● Aufgabe 1: Nenne alle attributiven Adjektive im folgenden Interviewauszug zur IT-Sicherheit, jeweils zusammen mit dem Nomen, das sie näher bestimmen.

╭─ Lesetext

Kalinna: Größere Einrichtungen auf Bundesebene sind meist besser aufgestellt. Vor allem die Sicherheitsbehörden beim Bund und in den Ländern müssen aber auch einem höheren Anspruch genügen, da sie ganz anderen Angriffen ausgesetzt sind. Die Vergangenheit hat das mehrfach gezeigt.

VdZ: Welche Rolle spielt der „Faktor Mensch“ in der IT-Sicherheit? 

Kalinna: Letztlich geht es immer um den Menschen, der die Systeme schließlich betreibt und nutzt. Wenn schon kaum fachkundiges Personal vorhanden ist oder angeworben werden kann, muss geschult und fortgebildet werden! Das mag auch vielerorts vorgesehen sein, meiner Erfahrung nach hakt es aber weiterhin an der faktischen Umsetzung.

╰─
╭─ Zeilenliste

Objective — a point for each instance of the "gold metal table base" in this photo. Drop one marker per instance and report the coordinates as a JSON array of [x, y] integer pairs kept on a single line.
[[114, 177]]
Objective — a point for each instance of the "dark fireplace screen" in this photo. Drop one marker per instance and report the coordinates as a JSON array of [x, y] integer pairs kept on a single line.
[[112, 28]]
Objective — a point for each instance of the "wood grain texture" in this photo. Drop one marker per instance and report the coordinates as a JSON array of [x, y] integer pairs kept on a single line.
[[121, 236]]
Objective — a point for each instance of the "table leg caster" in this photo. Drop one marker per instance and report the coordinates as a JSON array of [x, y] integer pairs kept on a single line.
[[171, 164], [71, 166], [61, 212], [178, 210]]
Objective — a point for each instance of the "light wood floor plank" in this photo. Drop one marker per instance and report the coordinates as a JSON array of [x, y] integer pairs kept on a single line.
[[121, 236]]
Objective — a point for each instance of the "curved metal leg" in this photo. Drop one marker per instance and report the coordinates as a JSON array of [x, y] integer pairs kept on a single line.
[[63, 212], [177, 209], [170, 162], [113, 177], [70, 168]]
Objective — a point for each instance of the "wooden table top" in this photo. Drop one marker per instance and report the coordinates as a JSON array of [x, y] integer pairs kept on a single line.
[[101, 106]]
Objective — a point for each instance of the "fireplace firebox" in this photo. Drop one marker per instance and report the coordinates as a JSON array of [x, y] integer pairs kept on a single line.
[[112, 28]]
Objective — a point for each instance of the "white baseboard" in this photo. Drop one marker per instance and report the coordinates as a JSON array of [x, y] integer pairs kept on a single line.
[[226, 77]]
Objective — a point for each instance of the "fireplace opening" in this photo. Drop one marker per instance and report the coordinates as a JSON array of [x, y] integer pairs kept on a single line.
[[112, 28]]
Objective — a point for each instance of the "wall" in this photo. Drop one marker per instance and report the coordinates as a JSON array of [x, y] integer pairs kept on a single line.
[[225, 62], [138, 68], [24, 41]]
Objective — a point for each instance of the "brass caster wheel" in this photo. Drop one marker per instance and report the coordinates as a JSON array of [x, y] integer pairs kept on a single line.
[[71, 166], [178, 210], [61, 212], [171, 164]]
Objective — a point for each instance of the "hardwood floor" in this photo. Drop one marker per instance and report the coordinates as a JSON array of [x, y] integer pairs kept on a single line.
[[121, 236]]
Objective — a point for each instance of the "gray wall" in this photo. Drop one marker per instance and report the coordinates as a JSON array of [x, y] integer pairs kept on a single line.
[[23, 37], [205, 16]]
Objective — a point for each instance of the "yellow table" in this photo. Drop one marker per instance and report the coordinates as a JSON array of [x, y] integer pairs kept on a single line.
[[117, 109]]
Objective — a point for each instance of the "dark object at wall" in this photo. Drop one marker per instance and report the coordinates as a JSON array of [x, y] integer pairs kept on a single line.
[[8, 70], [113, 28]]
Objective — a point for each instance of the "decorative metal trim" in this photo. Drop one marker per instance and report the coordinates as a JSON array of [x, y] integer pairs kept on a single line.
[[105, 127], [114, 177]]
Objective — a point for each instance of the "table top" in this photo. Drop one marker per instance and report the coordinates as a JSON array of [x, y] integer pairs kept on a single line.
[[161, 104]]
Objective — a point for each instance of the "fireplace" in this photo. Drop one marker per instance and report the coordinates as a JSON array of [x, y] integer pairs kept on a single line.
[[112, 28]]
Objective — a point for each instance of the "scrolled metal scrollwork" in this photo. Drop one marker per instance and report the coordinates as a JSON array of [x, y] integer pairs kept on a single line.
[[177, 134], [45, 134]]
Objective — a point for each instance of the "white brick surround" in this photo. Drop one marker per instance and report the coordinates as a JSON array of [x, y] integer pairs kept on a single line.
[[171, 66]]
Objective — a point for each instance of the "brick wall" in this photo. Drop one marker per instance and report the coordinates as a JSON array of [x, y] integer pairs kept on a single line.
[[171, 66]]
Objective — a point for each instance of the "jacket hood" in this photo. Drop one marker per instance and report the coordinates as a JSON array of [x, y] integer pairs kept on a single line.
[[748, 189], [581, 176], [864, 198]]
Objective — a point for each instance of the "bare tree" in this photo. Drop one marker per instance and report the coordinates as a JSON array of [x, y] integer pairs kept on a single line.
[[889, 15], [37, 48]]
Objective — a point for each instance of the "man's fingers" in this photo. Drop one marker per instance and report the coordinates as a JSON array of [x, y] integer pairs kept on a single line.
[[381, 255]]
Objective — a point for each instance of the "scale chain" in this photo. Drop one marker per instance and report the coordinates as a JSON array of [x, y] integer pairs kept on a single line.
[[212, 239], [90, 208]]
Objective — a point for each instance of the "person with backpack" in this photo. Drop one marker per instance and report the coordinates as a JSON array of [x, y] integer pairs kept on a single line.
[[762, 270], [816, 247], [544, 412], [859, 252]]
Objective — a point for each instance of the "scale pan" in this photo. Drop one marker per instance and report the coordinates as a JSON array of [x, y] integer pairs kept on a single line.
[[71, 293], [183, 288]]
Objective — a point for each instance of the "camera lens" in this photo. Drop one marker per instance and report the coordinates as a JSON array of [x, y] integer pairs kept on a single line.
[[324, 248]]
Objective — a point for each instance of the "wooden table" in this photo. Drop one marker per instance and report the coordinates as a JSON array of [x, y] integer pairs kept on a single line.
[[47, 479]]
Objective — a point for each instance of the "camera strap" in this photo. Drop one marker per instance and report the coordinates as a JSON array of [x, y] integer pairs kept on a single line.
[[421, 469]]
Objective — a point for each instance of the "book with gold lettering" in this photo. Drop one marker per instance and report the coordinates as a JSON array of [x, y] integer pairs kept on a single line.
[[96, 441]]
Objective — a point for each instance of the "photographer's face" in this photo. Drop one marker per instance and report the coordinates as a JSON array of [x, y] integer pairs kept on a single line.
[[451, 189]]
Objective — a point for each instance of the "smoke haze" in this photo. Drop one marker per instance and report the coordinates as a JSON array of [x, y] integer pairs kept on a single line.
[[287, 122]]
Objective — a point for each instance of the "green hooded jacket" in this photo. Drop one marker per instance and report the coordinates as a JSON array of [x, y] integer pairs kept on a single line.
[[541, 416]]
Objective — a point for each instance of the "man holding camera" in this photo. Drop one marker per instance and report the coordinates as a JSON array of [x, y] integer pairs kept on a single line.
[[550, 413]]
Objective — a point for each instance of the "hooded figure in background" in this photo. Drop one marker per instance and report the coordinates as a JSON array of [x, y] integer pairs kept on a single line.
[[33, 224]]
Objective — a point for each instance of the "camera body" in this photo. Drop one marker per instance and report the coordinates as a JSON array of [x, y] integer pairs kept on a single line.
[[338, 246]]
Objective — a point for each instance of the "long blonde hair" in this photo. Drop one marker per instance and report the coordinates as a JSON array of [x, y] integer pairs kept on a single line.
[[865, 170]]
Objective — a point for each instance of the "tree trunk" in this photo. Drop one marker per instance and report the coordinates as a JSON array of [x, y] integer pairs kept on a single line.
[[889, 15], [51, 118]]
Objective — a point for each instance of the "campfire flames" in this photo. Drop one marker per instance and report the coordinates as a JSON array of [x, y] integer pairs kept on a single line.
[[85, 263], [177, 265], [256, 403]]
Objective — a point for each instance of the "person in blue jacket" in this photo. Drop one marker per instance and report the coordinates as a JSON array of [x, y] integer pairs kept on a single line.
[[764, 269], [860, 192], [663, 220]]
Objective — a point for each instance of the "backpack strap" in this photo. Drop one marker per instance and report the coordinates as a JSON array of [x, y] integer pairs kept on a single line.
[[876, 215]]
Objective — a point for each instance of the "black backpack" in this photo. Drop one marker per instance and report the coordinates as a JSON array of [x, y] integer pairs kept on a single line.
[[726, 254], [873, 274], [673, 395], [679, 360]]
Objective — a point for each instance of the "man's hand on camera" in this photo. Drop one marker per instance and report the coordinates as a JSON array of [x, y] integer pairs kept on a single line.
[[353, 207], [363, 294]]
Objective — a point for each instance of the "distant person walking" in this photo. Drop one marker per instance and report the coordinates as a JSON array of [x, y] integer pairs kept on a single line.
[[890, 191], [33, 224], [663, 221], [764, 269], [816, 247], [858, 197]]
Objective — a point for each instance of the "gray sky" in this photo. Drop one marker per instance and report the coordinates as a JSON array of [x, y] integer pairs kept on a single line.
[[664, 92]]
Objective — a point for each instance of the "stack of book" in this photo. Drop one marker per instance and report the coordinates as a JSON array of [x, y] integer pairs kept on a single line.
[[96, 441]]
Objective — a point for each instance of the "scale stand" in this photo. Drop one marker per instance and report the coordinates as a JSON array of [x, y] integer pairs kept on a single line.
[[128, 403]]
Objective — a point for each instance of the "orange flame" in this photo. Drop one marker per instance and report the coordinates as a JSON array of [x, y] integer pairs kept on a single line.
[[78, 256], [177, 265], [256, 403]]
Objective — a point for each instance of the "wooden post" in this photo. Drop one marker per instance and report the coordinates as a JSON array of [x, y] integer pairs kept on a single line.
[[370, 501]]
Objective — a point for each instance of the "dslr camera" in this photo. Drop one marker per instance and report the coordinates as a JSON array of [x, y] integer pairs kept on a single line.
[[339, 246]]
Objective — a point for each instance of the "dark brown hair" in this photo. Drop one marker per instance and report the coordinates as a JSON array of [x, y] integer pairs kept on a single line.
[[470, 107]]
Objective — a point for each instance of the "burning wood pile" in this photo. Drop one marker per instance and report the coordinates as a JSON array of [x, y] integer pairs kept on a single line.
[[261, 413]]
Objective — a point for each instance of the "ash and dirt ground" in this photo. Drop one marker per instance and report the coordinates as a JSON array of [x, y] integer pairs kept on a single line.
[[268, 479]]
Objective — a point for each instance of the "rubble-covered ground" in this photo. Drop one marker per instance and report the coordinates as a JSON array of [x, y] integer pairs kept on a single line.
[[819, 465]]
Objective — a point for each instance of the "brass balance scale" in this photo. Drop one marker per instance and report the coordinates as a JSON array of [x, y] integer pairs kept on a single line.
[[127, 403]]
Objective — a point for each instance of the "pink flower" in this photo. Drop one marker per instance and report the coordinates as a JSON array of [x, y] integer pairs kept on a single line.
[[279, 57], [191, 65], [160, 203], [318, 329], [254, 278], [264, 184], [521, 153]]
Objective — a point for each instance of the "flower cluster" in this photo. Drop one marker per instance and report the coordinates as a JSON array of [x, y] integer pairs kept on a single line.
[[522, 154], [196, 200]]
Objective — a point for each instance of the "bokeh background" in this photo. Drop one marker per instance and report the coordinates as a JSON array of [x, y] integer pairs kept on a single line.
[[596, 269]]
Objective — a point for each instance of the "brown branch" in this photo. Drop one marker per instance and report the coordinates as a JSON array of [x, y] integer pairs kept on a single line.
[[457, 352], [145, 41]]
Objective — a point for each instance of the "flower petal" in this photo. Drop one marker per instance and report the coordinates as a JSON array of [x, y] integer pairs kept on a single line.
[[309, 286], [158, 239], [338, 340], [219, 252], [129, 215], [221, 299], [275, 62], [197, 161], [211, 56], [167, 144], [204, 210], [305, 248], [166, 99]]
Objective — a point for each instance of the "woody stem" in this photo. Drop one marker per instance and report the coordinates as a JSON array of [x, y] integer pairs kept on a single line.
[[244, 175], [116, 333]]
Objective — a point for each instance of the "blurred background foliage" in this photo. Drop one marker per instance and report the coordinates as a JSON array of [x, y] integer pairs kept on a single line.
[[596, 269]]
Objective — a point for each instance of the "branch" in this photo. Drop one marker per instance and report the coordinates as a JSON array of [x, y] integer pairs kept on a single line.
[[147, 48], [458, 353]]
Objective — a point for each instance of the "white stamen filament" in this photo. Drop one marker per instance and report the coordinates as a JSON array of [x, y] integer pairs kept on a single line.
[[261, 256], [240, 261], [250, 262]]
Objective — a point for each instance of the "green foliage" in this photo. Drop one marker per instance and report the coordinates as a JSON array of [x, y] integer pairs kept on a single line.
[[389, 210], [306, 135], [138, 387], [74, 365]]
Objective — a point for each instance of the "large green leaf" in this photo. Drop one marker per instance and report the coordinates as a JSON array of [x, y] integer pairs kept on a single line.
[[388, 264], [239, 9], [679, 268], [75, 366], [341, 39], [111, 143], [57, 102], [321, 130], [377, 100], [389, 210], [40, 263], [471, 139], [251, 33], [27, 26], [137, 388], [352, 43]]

╰─

● Aufgabe 2: Filtere aus der Zeilenliste oben jede Zeile heraus, die das Wort „caster“ enthält, und schreibe diese Zeilen unverändert ab.

● Lösung 1:
- Größere (Einrichtungen)
- höheren (Anspruch)
- anderen (Angriffen)
- fachkundiges (Personal)
- faktischen (Umsetzung)

● Lösung 2:
Objective — a point for each instance of the "table leg caster" in this photo. Drop one marker per instance and report the coordinates as a JSON array of [x, y] integer pairs kept on a single line.
Objective — a point for each instance of the "brass caster wheel" in this photo. Drop one marker per instance and report the coordinates as a JSON array of [x, y] integer pairs kept on a single line.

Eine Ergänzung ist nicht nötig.